◆ Stated task:
Arrange every row below as a JSON list of strings, one string per line, with blank lines left out.

◆ Records for the task:
---*---
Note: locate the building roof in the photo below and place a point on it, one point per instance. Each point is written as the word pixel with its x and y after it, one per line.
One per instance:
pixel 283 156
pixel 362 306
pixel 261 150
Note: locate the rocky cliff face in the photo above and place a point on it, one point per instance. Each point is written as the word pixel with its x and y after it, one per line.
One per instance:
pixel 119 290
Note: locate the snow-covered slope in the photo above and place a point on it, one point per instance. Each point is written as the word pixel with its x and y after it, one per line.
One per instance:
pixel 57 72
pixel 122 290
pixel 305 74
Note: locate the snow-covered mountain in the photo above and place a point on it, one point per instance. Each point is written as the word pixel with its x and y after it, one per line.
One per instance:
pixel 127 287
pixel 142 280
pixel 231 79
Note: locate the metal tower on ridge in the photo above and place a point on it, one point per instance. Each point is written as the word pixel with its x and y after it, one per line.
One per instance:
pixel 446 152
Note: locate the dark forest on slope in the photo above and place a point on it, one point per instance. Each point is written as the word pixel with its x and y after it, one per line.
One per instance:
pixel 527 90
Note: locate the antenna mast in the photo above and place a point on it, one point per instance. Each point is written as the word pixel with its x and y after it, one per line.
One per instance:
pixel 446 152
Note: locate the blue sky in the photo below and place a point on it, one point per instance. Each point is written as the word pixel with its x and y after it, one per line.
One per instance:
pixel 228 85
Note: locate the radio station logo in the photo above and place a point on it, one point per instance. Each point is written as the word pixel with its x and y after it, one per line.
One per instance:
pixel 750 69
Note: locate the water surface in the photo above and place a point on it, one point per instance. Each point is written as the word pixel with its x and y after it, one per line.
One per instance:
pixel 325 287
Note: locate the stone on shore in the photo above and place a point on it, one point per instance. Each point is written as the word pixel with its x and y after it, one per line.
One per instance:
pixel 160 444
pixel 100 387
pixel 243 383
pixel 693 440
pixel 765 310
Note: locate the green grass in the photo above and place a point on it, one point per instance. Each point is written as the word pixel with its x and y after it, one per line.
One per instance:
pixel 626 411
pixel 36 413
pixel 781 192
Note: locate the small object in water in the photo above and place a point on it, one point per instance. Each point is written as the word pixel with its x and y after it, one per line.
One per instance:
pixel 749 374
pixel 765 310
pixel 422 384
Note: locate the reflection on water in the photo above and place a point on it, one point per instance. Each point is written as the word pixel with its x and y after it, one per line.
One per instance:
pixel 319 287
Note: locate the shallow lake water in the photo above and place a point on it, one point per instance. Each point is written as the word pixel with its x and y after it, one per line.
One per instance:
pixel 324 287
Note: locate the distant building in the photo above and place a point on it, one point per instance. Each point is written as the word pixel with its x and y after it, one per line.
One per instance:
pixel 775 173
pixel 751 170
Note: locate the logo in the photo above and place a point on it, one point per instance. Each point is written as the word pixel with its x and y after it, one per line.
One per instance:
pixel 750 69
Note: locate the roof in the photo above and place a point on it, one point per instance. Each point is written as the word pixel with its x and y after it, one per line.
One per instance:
---*---
◆ Task solution:
[
  "Note: locate the building roof in the photo below and place a point on it, one point per instance. Each point is written as the word pixel with its x and y after it, one per line.",
  "One per instance:",
  "pixel 283 156",
  "pixel 362 306",
  "pixel 261 150",
  "Note: locate the rocky cliff face in the photo above and place a point on it, one point per instance. Each point is written as the word pixel with its x and y after it, one per line.",
  "One per instance:",
  "pixel 119 290",
  "Note: locate the snow-covered slope in the photo above and place a point on it, one point per instance. Each point is written as the word pixel with its x and y after it, one per line.",
  "One per instance:",
  "pixel 57 72",
  "pixel 122 290",
  "pixel 305 74",
  "Note: locate the snow-covered mountain in the photo above and place a point on it, one point per instance. Each point is written as the word pixel with its x and y after it, one per line.",
  "One per instance:",
  "pixel 127 287",
  "pixel 142 280",
  "pixel 231 79",
  "Note: locate the metal tower on ridge in the photo above and place a point on it, one point per instance. Each point is written as the word pixel with its x and y after it, one per line.",
  "One per instance:",
  "pixel 446 152",
  "Note: locate the dark forest on slope in the photo above and place a point on it, one point per instance. Each point is written as the word pixel with its x and y after it, one per line.",
  "One per instance:",
  "pixel 527 90",
  "Note: locate the antenna mast in the photo above and place a point on it, one point per instance. Each point is written as the word pixel with its x and y after it, one per line.",
  "One per instance:",
  "pixel 446 152",
  "Note: locate the blue sky in the photo below and place a point on it, one point per instance. Each point is written as the word pixel with its x and y after it, one per line.",
  "One per instance:",
  "pixel 228 85",
  "Note: locate the radio station logo in the photo above and place a point on it, one point per instance. Each point is written as the word pixel with its x and y after it, one per line.",
  "One per instance:",
  "pixel 750 69",
  "Note: locate the water surface in the photo above and place a point on it, one point per instance. Each point is written as the word pixel with its x and y after it, one per line.",
  "One per instance:",
  "pixel 325 287",
  "Note: locate the stone on shore in the photo above and place a point on it, one point per instance. Each point is written as the word pixel with its x and y after it, one per line.",
  "One per instance:",
  "pixel 160 444",
  "pixel 100 387",
  "pixel 243 383",
  "pixel 693 440",
  "pixel 765 310",
  "Note: locate the green grass in the photo above and place a point on it, one point per instance. Each point is written as the word pixel with its x and y after it, one per line.",
  "One per instance:",
  "pixel 626 411",
  "pixel 36 413",
  "pixel 781 192",
  "Note: locate the small object in water in the photo above and place a point on it, one point per instance. Each point is written as the word pixel with its x and y after it, one per line.",
  "One per instance:",
  "pixel 749 374",
  "pixel 765 310",
  "pixel 422 384",
  "Note: locate the reflection on water in the photo above and place a point on it, one point per instance. Each point is written as the word pixel with its x and y after it, one per line.",
  "One per instance:",
  "pixel 319 287",
  "Note: locate the shallow lake water in the photo above and place a point on it, one point per instance. Each point is written as the word pixel with its x and y after it, one per line.",
  "One per instance:",
  "pixel 324 287",
  "Note: locate the distant building in the photo above and place a point on it, one point per instance. Each point is written as the word pixel with its x and y after it, one per line.",
  "One per instance:",
  "pixel 775 173",
  "pixel 751 170",
  "Note: locate the logo in the photo above and place a point on it, one point per instance. Each point is written as the word pixel with its x and y after it, one per line.",
  "One per instance:",
  "pixel 750 69",
  "Note: locate the roof in the photo above and place a point on it, one point per instance. Each point is written as the word pixel with its x and y after it, one per line.",
  "One per instance:"
]